*** Dataset records Section Begins ***
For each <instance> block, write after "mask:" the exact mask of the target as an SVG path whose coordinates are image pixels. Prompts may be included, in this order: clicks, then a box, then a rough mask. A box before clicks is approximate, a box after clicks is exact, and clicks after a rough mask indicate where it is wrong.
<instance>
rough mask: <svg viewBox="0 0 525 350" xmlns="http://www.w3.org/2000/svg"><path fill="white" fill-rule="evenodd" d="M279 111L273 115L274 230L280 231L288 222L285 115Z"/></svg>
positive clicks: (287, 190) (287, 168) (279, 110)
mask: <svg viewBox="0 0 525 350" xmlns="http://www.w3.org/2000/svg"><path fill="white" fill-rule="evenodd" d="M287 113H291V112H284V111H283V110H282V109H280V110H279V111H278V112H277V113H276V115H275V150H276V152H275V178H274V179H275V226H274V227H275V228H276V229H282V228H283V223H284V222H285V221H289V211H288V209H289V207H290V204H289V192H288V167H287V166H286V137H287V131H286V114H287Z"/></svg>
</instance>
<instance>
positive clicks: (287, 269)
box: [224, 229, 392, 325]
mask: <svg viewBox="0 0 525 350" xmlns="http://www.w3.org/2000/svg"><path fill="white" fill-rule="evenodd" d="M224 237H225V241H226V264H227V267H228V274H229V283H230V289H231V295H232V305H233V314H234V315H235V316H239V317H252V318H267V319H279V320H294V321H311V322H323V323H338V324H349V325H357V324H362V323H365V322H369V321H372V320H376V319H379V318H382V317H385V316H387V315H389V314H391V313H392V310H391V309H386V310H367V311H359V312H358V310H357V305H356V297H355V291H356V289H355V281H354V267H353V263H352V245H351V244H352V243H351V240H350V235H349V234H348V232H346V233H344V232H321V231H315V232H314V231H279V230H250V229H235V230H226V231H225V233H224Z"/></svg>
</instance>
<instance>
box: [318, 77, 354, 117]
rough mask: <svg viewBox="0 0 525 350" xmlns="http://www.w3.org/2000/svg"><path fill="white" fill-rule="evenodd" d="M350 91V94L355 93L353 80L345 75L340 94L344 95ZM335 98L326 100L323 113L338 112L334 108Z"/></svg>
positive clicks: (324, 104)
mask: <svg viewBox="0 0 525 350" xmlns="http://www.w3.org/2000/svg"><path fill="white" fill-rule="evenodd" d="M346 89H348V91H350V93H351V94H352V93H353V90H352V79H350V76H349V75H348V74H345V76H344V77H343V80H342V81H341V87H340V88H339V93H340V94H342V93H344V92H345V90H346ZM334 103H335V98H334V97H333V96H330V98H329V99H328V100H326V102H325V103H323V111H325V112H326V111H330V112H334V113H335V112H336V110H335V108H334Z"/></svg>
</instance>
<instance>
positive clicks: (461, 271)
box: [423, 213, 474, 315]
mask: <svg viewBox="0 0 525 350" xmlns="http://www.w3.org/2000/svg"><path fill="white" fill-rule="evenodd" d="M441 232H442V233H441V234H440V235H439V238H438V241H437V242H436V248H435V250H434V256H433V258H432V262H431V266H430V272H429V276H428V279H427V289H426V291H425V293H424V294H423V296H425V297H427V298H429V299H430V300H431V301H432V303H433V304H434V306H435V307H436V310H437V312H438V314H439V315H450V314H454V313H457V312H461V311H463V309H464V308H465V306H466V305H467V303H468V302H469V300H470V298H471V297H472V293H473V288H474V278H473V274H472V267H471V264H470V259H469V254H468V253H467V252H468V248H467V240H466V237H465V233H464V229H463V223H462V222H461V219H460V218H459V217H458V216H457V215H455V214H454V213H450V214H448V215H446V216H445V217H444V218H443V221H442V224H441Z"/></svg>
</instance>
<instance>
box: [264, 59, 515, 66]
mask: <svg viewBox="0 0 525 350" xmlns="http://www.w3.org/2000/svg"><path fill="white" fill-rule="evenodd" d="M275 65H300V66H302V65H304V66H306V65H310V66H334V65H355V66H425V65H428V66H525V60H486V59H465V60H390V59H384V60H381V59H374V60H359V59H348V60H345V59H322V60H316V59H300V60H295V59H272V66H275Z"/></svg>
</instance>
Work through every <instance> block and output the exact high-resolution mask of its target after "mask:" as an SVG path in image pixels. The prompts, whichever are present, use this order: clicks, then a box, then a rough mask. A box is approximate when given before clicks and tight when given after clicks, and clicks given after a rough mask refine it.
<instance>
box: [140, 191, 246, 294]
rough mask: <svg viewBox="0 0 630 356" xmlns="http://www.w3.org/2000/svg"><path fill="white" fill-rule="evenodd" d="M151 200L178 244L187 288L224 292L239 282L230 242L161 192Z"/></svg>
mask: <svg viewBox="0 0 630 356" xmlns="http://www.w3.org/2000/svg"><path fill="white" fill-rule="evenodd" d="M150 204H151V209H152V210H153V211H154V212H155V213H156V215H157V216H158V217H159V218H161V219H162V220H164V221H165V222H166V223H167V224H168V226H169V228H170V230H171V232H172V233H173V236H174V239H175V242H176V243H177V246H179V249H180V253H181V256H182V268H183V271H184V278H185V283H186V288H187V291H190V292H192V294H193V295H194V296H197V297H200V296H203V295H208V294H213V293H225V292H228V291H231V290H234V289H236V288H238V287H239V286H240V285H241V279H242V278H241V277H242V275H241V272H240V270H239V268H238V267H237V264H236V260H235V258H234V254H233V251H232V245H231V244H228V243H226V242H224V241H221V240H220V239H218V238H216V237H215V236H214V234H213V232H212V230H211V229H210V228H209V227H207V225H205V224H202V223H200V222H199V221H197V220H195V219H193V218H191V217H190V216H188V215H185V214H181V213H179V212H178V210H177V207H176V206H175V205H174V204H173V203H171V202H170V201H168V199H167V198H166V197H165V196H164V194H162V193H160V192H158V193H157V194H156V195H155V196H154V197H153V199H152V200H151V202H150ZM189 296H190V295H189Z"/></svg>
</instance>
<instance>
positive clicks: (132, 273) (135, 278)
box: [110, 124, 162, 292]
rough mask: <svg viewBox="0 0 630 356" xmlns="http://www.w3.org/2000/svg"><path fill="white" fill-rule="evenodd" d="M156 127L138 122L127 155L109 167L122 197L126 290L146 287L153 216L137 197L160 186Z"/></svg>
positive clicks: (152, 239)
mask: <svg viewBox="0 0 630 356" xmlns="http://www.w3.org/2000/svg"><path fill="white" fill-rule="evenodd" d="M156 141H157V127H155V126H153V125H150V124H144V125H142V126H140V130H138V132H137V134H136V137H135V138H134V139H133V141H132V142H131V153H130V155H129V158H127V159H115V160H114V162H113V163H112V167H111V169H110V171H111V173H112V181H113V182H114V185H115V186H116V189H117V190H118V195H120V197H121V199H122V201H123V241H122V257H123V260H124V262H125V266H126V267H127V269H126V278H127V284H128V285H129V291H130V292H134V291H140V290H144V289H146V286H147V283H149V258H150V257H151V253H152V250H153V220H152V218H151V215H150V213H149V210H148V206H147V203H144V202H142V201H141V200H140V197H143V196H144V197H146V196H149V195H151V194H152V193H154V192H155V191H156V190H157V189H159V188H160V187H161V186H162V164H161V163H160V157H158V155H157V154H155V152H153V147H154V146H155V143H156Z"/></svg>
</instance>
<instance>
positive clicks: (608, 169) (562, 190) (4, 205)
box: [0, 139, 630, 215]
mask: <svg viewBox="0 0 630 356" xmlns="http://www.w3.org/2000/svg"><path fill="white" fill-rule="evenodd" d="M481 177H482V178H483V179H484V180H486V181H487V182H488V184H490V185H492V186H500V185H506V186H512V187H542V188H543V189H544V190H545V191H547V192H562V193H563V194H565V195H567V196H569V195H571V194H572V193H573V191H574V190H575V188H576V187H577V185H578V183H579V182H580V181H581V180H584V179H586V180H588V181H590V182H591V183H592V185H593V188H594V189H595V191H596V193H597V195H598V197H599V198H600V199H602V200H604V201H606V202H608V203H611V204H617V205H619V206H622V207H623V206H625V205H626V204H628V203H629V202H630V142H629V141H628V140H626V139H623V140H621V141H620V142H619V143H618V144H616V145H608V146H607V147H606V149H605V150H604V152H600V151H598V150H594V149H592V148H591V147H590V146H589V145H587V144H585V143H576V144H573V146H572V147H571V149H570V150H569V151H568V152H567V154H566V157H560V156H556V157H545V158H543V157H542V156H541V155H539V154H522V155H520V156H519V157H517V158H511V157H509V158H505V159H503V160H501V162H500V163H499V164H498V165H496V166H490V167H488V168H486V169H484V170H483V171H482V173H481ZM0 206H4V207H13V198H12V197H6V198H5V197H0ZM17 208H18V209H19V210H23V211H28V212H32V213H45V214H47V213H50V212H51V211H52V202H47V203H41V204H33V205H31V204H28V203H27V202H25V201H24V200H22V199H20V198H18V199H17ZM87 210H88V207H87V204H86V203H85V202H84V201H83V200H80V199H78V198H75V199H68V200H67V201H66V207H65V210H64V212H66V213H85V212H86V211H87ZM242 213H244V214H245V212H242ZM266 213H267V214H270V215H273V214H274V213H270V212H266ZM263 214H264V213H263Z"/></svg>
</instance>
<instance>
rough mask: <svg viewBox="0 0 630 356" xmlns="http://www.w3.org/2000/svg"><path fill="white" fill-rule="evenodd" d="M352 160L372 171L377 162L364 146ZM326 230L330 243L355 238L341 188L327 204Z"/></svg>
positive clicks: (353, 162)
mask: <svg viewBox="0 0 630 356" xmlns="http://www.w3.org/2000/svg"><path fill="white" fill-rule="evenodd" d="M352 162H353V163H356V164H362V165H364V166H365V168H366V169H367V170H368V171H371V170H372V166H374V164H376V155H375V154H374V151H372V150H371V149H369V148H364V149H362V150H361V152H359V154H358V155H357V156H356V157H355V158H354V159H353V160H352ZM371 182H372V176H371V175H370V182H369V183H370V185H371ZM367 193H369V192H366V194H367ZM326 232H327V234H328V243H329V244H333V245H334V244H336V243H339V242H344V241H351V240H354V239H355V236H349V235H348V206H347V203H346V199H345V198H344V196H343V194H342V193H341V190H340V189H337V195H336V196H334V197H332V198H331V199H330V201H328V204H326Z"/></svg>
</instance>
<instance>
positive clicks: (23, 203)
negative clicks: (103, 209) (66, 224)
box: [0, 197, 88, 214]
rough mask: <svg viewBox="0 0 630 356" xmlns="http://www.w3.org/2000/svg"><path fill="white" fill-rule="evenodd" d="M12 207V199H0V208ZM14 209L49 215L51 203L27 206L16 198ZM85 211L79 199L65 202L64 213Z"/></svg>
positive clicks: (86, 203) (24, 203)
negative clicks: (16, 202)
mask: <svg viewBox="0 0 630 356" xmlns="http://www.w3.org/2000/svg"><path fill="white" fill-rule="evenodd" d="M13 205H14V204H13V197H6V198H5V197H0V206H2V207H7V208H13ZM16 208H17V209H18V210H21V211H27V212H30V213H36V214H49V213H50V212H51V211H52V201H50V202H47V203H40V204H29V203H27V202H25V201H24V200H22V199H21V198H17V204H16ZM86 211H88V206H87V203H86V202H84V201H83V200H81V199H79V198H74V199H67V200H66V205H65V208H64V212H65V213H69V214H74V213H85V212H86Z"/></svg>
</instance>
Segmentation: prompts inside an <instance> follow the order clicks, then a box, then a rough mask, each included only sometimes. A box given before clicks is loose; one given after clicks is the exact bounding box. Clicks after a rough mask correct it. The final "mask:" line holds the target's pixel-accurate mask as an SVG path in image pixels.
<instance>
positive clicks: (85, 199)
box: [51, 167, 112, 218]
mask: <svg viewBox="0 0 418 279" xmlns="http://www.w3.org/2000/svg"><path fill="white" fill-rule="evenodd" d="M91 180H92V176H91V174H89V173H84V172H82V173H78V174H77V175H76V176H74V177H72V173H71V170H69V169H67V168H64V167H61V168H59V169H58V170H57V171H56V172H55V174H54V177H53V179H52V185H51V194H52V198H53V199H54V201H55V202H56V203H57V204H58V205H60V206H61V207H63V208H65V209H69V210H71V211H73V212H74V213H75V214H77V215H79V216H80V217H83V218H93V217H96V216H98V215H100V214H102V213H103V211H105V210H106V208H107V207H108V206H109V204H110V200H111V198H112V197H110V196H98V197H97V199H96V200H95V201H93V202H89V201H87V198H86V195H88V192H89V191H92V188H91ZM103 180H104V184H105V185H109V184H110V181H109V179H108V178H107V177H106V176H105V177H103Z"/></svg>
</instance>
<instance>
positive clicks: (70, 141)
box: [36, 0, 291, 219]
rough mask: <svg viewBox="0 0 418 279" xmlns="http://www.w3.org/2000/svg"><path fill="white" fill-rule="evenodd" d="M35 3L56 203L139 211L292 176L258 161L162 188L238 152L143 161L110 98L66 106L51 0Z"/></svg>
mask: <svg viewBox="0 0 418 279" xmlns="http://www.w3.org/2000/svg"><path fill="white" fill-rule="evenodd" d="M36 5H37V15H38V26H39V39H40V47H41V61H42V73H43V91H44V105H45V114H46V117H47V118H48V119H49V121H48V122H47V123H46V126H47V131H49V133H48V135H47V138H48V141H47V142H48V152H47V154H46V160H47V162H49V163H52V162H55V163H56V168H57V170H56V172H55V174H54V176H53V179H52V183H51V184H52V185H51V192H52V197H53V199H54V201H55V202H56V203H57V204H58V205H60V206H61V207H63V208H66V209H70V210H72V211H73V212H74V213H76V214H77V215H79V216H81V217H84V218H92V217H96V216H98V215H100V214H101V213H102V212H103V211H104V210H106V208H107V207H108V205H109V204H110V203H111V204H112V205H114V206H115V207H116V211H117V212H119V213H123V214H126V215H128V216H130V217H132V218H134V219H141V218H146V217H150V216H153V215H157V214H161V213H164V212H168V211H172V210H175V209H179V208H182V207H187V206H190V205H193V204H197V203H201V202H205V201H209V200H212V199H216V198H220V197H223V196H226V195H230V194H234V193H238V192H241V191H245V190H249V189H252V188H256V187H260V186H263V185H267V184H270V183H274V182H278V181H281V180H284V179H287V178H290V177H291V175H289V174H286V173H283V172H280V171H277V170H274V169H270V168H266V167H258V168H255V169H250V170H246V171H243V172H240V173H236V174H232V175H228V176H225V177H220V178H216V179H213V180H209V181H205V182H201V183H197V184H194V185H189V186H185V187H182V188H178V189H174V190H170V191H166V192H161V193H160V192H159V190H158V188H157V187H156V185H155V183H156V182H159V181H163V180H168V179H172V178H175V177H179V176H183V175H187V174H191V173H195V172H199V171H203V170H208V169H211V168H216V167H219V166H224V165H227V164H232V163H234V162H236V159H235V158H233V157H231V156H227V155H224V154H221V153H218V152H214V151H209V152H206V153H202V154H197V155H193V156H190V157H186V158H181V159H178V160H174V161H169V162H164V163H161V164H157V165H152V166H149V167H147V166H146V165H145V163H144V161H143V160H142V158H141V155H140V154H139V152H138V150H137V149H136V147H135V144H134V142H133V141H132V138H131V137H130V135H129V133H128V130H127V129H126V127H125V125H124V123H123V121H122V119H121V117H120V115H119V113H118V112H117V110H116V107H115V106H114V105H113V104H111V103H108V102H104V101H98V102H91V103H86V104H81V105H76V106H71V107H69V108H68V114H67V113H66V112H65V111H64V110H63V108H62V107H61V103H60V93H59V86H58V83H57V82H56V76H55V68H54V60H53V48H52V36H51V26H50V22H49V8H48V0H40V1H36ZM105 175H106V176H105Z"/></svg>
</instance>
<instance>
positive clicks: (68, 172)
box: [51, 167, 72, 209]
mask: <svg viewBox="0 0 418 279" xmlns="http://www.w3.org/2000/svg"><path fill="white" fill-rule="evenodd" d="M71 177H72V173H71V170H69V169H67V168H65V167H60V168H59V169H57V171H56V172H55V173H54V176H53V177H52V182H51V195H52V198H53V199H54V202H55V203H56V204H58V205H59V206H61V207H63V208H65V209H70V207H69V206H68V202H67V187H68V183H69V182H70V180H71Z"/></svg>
*** Dataset records Section Ends ***
> _The problem_:
All lines in the listing above between the line with "Segmentation: prompts inside" and the line with "positive clicks: (85, 199)", inclusive, should be set down exactly, and no line outside that range.

> _Answer box_:
Segmentation: prompts inside an <instance> follow the order clicks, then a box, then a rough mask, each included only sometimes. A box given before clicks is loose; one given after clicks is the exact bounding box. Clicks after a rough mask correct it. The final "mask:" line holds the target's pixel-accurate mask as an SVG path in image pixels.
<instance>
positive clicks: (85, 199)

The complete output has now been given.